== Location identification items ==

^^^^

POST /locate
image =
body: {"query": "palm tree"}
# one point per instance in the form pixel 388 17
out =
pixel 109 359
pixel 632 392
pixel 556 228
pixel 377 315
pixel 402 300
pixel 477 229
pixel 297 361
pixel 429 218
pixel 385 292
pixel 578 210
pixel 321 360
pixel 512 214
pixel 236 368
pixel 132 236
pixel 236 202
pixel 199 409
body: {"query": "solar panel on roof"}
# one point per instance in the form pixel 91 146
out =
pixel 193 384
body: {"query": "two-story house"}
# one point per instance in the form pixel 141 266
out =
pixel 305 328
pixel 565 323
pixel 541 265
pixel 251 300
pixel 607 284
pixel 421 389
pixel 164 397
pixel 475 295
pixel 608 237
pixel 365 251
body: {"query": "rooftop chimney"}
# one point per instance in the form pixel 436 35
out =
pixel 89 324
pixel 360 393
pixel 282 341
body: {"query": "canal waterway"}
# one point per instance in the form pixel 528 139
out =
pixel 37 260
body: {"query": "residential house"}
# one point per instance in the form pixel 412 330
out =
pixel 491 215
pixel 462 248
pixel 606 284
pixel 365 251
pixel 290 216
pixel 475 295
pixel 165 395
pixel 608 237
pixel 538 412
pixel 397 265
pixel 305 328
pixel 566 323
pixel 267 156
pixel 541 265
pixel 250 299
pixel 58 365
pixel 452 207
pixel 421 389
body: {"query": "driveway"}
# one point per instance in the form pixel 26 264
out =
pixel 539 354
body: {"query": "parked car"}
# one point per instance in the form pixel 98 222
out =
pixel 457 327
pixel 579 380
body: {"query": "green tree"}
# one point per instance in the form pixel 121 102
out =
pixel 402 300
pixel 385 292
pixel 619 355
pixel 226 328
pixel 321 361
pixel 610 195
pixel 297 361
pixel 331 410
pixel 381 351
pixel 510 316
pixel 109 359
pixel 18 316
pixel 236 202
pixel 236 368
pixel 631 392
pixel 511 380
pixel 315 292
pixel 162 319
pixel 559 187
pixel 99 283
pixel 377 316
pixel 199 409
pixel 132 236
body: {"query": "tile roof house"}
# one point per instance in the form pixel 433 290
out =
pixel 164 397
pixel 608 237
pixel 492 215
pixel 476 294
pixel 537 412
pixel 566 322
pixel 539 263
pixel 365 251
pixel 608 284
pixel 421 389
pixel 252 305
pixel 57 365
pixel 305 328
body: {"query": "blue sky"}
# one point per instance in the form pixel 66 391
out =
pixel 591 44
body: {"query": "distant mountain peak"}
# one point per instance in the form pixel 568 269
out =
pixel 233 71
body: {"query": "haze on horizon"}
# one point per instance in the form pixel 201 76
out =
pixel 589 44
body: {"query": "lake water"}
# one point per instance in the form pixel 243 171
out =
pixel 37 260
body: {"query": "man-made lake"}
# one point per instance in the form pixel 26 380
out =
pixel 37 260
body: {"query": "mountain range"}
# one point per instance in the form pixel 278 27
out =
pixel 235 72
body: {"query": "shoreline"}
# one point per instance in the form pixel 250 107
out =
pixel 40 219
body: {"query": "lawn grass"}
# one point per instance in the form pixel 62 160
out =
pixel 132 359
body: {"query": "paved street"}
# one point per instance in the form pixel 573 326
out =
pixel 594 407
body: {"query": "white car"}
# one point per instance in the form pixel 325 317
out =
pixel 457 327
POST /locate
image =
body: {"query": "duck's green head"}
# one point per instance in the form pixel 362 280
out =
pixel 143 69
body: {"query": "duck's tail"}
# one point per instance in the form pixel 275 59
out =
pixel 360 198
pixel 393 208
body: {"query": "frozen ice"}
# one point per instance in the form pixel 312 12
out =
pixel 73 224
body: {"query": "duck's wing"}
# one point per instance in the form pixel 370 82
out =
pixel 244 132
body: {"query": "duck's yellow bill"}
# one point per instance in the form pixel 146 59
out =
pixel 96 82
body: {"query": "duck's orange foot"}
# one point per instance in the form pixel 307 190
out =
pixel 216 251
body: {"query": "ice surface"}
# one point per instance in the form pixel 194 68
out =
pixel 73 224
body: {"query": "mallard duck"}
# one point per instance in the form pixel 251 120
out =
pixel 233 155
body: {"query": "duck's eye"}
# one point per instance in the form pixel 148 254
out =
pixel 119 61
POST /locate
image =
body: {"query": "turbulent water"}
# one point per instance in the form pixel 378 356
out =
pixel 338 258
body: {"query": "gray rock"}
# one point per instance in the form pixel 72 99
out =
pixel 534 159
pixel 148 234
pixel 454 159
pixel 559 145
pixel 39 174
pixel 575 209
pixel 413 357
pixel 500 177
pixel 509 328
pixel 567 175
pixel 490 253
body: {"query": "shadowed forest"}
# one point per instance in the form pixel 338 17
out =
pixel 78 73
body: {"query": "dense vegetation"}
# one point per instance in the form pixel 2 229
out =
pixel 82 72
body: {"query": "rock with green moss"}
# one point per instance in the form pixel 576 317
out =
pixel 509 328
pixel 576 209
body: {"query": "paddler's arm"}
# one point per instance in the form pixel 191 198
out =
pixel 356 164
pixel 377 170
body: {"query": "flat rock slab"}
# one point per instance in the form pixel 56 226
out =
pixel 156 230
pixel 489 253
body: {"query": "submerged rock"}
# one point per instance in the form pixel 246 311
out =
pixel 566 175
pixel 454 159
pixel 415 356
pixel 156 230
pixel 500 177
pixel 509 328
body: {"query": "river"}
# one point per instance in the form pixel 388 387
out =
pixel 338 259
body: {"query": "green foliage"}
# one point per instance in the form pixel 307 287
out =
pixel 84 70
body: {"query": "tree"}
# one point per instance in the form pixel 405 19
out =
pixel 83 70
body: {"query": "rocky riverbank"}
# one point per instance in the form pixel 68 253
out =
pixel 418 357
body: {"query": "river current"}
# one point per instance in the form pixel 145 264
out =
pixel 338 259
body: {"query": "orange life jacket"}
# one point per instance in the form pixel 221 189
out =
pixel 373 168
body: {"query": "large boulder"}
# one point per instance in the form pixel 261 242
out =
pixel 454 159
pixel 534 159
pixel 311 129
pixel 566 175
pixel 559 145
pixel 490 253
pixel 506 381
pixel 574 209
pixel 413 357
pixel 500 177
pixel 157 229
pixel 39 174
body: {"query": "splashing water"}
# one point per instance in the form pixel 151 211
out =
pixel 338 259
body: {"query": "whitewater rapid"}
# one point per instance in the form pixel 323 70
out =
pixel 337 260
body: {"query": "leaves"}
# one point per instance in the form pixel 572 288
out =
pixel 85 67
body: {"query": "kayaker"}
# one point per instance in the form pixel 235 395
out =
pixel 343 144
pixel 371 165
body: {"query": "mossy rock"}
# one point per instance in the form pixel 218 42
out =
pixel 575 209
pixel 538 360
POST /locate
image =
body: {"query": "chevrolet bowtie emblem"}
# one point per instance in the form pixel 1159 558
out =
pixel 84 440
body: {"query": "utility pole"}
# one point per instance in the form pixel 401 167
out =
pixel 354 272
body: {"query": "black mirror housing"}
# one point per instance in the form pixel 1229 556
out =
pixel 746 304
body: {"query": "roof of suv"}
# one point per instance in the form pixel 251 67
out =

^^^^

== Instruction ==
Type out all of the material again, word for word.

== Answer for this exercise ==
POST /locate
image =
body: {"query": "palm tree"}
# one point per instance in the form pixel 388 17
out =
pixel 109 359
pixel 632 392
pixel 556 228
pixel 377 315
pixel 402 300
pixel 477 229
pixel 297 361
pixel 429 218
pixel 385 292
pixel 578 210
pixel 321 360
pixel 512 214
pixel 236 368
pixel 132 236
pixel 236 202
pixel 199 409
body: {"query": "solar panel on roof"}
# one point per instance in the form pixel 91 146
out =
pixel 193 384
body: {"query": "two-story house"}
# one point per instance in the form pixel 141 266
out =
pixel 305 328
pixel 565 323
pixel 541 265
pixel 251 300
pixel 607 284
pixel 421 389
pixel 164 397
pixel 475 295
pixel 608 237
pixel 365 251
body: {"query": "rooftop chimney"}
# one point per instance in the form pixel 436 35
out =
pixel 89 324
pixel 360 393
pixel 282 341
body: {"query": "canal waterway"}
# one point per instance in the form pixel 528 139
out =
pixel 37 260
body: {"query": "residential house"}
# one point per instance in the form pixel 412 330
out =
pixel 491 215
pixel 462 248
pixel 606 284
pixel 365 251
pixel 290 216
pixel 475 295
pixel 165 395
pixel 608 237
pixel 538 412
pixel 397 265
pixel 305 328
pixel 566 323
pixel 267 156
pixel 541 265
pixel 250 299
pixel 58 365
pixel 452 207
pixel 421 389
body: {"query": "driveway"}
# one point per instance in the form pixel 26 264
out =
pixel 539 354
body: {"query": "parked car"}
# one point per instance in the form pixel 98 222
out =
pixel 457 327
pixel 579 380
body: {"query": "green tree"}
# one point per instance in the form pixel 121 102
out =
pixel 402 300
pixel 385 292
pixel 619 355
pixel 226 328
pixel 321 361
pixel 610 195
pixel 297 361
pixel 331 410
pixel 381 351
pixel 510 316
pixel 109 359
pixel 18 316
pixel 236 202
pixel 236 368
pixel 631 392
pixel 511 380
pixel 315 292
pixel 162 319
pixel 559 187
pixel 99 283
pixel 377 316
pixel 199 409
pixel 132 236
body: {"query": "tile roof house"}
# one point per instance in the form pixel 433 290
out =
pixel 164 397
pixel 608 237
pixel 492 215
pixel 476 294
pixel 537 412
pixel 566 322
pixel 539 263
pixel 365 251
pixel 608 284
pixel 421 389
pixel 252 305
pixel 57 365
pixel 305 328
body: {"query": "blue sky"}
# one point per instance in the form pixel 66 391
out =
pixel 591 44
body: {"query": "distant mountain peak"}
# one point per instance in the form pixel 568 269
out =
pixel 233 71
body: {"query": "haze on horizon"}
# one point per instance in the form pixel 201 76
out =
pixel 589 44
body: {"query": "lake water"}
# one point per instance in the form pixel 243 171
out =
pixel 37 260
body: {"query": "man-made lake"}
# one point per instance in the form pixel 26 380
out =
pixel 37 260
body: {"query": "mountain range"}
# one point per instance in the form pixel 278 27
out =
pixel 235 72
body: {"query": "shoreline"}
# one point per instance in the form pixel 250 107
out =
pixel 40 219
body: {"query": "lawn grass"}
# one point per instance in the form pixel 62 160
out =
pixel 132 359
body: {"query": "paved street"}
# one point per instance in the form pixel 573 326
out =
pixel 594 407
body: {"query": "white car"}
# one point per instance in the form pixel 325 317
out =
pixel 457 327
POST /locate
image =
body: {"query": "duck's green head"}
# one point per instance in the form pixel 362 280
out =
pixel 143 69
body: {"query": "duck's tail"}
# one point per instance in the form pixel 275 59
out =
pixel 360 198
pixel 393 208
body: {"query": "frozen ice"}
# one point per instance in the form pixel 312 12
out =
pixel 73 224
body: {"query": "duck's wing"}
# one point per instance in the form pixel 370 82
out =
pixel 244 132
body: {"query": "duck's yellow bill"}
# one point per instance in the form pixel 146 59
out =
pixel 96 82
body: {"query": "duck's orange foot"}
# one point per instance in the form pixel 307 190
out =
pixel 216 251
body: {"query": "ice surface"}
# one point per instance in the form pixel 194 68
out =
pixel 73 224
body: {"query": "mallard duck"}
# one point per instance in the form pixel 251 120
out =
pixel 233 155
body: {"query": "duck's eye"}
# one point per instance in the form pixel 148 254
out =
pixel 119 61
POST /locate
image =
body: {"query": "turbulent water"}
# one point per instance in the form pixel 378 356
out =
pixel 338 258
body: {"query": "gray rock"}
# one point per instance in the form pixel 72 99
out =
pixel 534 159
pixel 148 234
pixel 454 159
pixel 559 145
pixel 39 174
pixel 575 209
pixel 413 357
pixel 500 177
pixel 509 328
pixel 567 175
pixel 490 253
body: {"query": "shadowed forest"}
# one point per instance in the form pixel 338 17
out =
pixel 78 73
body: {"query": "dense vegetation"}
# one point per instance in the form pixel 2 229
out =
pixel 82 72
body: {"query": "rock with green moss"}
# one point per instance in the form pixel 576 317
out =
pixel 509 328
pixel 576 209
body: {"query": "paddler's arm"}
# one point per instance in the form pixel 191 198
out =
pixel 356 164
pixel 377 170
body: {"query": "flat rock slab"}
# one point per instance in the form pixel 56 226
out =
pixel 156 230
pixel 489 253
body: {"query": "submerged rock"}
# one point per instance in the form pixel 246 311
out =
pixel 566 175
pixel 454 159
pixel 415 356
pixel 156 230
pixel 500 177
pixel 509 328
body: {"query": "river"}
# one point per instance in the form pixel 388 387
out =
pixel 338 259
body: {"query": "green foliage"}
# one point per instance in the form pixel 307 287
out =
pixel 84 70
body: {"query": "tree"}
# one point per instance in the form pixel 405 19
out =
pixel 83 70
body: {"query": "rocky riverbank"}
# one point per instance in the form pixel 68 253
out =
pixel 418 357
body: {"query": "river current"}
# one point per instance in the form pixel 145 264
out =
pixel 338 259
body: {"query": "orange life jacket"}
# one point per instance in the form pixel 221 189
out =
pixel 373 168
body: {"query": "large boulder"}
# one point per instance in the form pixel 261 242
out =
pixel 454 159
pixel 534 159
pixel 311 129
pixel 566 175
pixel 559 145
pixel 490 253
pixel 506 381
pixel 574 209
pixel 413 357
pixel 500 177
pixel 157 229
pixel 39 174
body: {"query": "splashing water"}
# one point per instance in the form pixel 151 211
out =
pixel 338 259
body: {"query": "whitewater rapid"}
# one point per instance in the form pixel 323 70
out =
pixel 337 260
body: {"query": "leaves"}
# one point per instance in the form pixel 572 288
out =
pixel 85 67
body: {"query": "kayaker"}
# one point per instance in the form pixel 235 395
out =
pixel 343 144
pixel 371 165
body: {"query": "mossy rock"}
# one point per instance in the form pixel 218 42
out =
pixel 575 209
pixel 538 360
POST /locate
image =
body: {"query": "chevrolet bowtie emblem"}
# one point per instance in the form pixel 1159 558
out =
pixel 84 440
body: {"query": "utility pole"}
# one point per instance in the form pixel 401 167
out =
pixel 354 272
body: {"query": "black mirror housing"}
# one point per instance in the form pixel 1229 556
out =
pixel 746 304
body: {"query": "roof of suv"}
# one point per instance in the form pixel 251 67
out =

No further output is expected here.